***** Article proposé

En Occitanie, un tourisme social et solidaire dynamique mais des publics cibles encore trop peu informés

En Occitanie, il représente 200 établissements dont 52% de villages-vacances, 35.000 lits et 600.000 vacanciers accueillis chaque année. Le tourisme social et solidaire se fraie un chemin dans ce secteur très concurrentiel, pour permettre au plus grand nombre de partir en vacances. L’Occitanie revendique une vraie dynamique sur ce segment. En cette fin d’été et dans un contexte de pouvoir d’achat en berne, le bilan est mitigé : une fréquentation des établissements préservée mais un panier de dépenses qui se réduit. Au regard du nombre de familles qui ne peuvent pas partir en vacances faute de moyens, les opérateurs du secteur soulignent la complexité d’un système encore trop méconnu des publics concernés.
Cécile Chaigneau
Le village-vacances de Saint-Lary-Soulan, dans le Hautes-Pyrénées.
Le village-vacances de Saint-Lary-Soulan, dans le Hautes-Pyrénées. (Crédits : DR)

« 40% des Français ne partent pas en vacances, et ce taux de non-départs ne varie pas, se désole Jean Pinard, le directeur du Comité régional du tourisme et des loisirs (CRTL) Occitanie. Ce taux est aussi très bas au Portugal, contrairement à l'Europe du Nord où plus de 70% des gens partent, 80% en Scandinavie. »

Dans un contexte d'érosion du pouvoir d'achat, la question du départ (ou plutôt du non-départ) en vacances révèle de manière édifiante les inégalités qui persistent sur le sujet en France. Selon les sondages IFOP pour Paris Première et CSA pour Cofidis, publiés en juin, entre 35 % et 40 % des Français ne prévoyaient en effet pas de partir cet été. Et selon l'enquête de l'Union nationale des associations de tourisme et de plein air (UNAT), Alliance France Tourisme et la Fondation Jean-Jaurès, 60% déclarent avoir renoncé à partir en vacances lors des cinq dernières années, en majorité pour des raisons financières (voir encadré).

**********
***** Liste des entrées

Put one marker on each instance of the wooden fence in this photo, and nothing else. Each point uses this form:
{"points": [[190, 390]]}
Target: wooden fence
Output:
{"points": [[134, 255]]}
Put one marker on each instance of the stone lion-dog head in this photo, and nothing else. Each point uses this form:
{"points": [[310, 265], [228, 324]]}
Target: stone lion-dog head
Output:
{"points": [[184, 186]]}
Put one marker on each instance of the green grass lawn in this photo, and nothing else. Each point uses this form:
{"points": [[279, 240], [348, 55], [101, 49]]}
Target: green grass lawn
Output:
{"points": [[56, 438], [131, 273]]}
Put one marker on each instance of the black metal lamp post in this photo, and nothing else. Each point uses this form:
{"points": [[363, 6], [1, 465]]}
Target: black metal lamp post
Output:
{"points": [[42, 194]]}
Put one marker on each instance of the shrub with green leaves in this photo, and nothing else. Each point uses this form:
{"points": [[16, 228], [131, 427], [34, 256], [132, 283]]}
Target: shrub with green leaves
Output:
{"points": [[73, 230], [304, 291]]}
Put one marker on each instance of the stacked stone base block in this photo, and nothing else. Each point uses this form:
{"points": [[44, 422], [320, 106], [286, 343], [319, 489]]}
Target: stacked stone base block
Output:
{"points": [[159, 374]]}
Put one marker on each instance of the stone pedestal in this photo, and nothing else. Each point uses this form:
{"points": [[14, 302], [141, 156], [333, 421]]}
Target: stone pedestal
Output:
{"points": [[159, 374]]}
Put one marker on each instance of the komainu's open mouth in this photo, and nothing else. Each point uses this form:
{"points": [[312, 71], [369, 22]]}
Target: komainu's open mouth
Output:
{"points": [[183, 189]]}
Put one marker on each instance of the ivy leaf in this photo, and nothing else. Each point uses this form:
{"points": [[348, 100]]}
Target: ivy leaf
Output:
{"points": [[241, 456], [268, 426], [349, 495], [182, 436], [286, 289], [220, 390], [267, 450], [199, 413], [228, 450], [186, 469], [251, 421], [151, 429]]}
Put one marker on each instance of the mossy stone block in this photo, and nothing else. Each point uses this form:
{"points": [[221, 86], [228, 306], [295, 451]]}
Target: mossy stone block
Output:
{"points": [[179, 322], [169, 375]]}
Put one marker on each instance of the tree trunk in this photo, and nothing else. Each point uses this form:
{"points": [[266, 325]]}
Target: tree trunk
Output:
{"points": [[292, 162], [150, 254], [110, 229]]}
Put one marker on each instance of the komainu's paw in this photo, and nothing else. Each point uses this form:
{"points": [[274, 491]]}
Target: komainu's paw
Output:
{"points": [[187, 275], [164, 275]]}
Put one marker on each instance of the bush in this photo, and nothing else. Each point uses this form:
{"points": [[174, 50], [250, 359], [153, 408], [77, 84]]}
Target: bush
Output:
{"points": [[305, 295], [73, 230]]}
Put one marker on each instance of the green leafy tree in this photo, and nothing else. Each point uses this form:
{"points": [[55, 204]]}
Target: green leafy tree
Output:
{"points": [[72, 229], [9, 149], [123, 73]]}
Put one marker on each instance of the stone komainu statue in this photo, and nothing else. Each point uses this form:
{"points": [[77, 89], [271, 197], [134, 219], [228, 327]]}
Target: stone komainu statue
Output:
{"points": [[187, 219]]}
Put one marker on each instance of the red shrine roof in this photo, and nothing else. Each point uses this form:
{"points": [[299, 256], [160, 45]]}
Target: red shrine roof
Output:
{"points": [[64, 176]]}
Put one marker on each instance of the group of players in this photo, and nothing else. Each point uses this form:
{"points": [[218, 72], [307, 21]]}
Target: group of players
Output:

**********
***** Liste des entrées

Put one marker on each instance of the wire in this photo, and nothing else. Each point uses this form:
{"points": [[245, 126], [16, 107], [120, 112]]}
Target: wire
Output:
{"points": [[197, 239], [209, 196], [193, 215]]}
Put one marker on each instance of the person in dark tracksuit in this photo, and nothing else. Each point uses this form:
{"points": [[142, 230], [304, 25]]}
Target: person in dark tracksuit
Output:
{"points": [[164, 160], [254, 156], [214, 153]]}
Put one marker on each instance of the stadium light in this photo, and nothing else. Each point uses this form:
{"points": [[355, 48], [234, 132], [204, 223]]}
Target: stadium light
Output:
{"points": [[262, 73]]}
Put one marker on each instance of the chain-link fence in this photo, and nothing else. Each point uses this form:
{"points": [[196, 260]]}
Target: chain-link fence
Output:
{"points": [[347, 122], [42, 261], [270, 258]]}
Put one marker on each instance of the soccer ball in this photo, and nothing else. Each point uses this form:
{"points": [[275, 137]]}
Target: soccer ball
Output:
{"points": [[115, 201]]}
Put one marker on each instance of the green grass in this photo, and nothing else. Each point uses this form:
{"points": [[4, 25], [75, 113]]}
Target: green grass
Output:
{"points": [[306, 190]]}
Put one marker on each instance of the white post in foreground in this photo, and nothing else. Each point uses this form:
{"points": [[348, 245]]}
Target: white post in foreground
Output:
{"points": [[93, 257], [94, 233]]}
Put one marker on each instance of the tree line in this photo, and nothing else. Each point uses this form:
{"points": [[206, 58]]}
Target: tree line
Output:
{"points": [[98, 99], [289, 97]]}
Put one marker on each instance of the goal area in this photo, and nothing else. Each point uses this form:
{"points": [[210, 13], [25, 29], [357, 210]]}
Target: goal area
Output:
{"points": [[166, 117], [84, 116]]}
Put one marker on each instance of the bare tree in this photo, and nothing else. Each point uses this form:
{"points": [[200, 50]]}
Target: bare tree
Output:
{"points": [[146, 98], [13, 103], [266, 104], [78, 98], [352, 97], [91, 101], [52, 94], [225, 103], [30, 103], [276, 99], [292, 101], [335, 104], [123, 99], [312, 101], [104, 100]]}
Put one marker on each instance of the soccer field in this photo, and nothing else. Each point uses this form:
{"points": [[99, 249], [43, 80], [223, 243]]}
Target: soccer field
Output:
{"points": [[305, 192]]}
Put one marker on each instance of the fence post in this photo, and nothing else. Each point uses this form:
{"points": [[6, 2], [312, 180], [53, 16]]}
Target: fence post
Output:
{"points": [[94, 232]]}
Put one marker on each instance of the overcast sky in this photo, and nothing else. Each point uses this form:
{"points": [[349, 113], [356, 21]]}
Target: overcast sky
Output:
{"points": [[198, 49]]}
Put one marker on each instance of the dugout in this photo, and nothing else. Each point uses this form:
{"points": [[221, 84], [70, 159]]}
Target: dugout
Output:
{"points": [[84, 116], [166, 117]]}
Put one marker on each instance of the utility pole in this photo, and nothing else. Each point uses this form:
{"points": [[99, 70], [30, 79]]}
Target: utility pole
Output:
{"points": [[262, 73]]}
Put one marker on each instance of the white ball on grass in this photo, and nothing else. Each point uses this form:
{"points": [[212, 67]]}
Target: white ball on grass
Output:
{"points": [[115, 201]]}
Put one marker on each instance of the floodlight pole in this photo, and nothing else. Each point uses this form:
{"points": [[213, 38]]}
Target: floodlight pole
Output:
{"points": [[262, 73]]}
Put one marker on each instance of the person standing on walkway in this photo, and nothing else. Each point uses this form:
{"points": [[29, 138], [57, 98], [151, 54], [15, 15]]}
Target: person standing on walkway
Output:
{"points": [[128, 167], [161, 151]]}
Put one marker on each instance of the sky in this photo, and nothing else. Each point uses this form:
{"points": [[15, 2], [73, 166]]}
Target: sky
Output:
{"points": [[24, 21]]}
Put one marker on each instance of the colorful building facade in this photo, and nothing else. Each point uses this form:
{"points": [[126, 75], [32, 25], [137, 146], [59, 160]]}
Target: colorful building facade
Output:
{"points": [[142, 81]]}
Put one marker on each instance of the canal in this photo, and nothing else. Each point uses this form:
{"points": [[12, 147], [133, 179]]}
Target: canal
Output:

**********

• _Consignes_
A - Combien de lits le tourisme social et solidaire compte-t-il en Occitanie selon l'article sur ce secteur ?
B - Dans l'article sur le tourisme social et solidaire en Occitanie, quels organismes ont réalisé l'enquête selon laquelle 60% des Français déclarent avoir renoncé à partir en vacances ces cinq dernières années ?
C - Poursuivez l'article sur le tourisme social et solidaire en Occitanie après sa dernière phrase.

• _Réponses_
A - 35.000 lits.

B - L'Union nationale des associations de tourisme et de plein air (UNAT), Alliance France Tourisme et la Fondation Jean-Jaurès.

C -
C'est notamment pour les personnes qui n'ont pas les moyens (et parfois pas la culture) de partir en vacances que s'est tissé un réseau de structures d'accueil d'un tourisme d'un autre genre (sous statut associatif, coopératif ou de SAS le plus souvent) et souvent méconnu : un tourisme social et solidaire. Elles s'appellent UCPA, VVF, Villages club du Soleil, Miléade, Cap France, Eternelia ou l'association nationale de jeunesse et d'éducation populaire UFCV...

« Ce n'est pas un tourisme des pauvres ! »

« C'est une filière du tourisme à gestion désintéressée, c'est à dire à but non lucratif, insiste Georges Glandières, vice-président de l'UNAT Occitanie. Le tourisme social et solidaire n'est pas un tourisme des pauvres ! L'objectif est de faire en sorte qu'il y ait le plus grand nombre de personnes qui partent en vacances. Ces établissements ne reçoivent pas de subventions de fonctionnement mais peuvent percevoir des aides à l'investissement. Et il n'y a pas de recherche d'excédents pour rémunérer des actionnaires, l'objectif est d'arriver à l'équilibre et s'il y a excédent, il est réinvesti dans l'outil de travail. »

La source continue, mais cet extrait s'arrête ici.